--- Start ---
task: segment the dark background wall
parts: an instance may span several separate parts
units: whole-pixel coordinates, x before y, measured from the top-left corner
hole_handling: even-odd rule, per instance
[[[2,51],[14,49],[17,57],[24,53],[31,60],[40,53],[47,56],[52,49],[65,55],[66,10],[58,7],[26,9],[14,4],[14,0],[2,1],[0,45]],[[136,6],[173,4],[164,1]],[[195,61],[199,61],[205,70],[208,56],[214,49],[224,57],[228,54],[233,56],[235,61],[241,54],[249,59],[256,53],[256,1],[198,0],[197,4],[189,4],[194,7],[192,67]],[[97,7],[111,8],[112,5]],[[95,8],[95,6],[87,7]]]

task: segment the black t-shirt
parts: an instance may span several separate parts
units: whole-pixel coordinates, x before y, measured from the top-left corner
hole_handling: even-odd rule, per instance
--- End ---
# [Task goal]
Copy every line above word for word, without changing anything.

# [Exercise answer]
task: segment the dark background wall
parts: an instance may span several separate parts
units: whole-pixel coordinates, x before y, measured from the top-left corner
hole_handling: even-odd rule, per instance
[[[2,51],[14,49],[17,57],[24,53],[31,60],[40,53],[47,56],[52,49],[65,55],[66,10],[58,7],[26,9],[14,4],[14,0],[2,1],[0,45]],[[136,6],[173,4],[164,1]],[[195,61],[199,61],[205,70],[208,56],[214,49],[224,57],[228,54],[233,56],[235,61],[241,54],[249,59],[256,53],[256,1],[198,0],[197,4],[189,4],[194,7],[192,67]],[[97,7],[111,8],[112,5]],[[95,8],[95,6],[87,7]]]

task: segment the black t-shirt
parts: an instance may span several separate parts
units: whole-pixel coordinates, x before y, measured from the top-left corner
hole_handling: even-odd rule, per instance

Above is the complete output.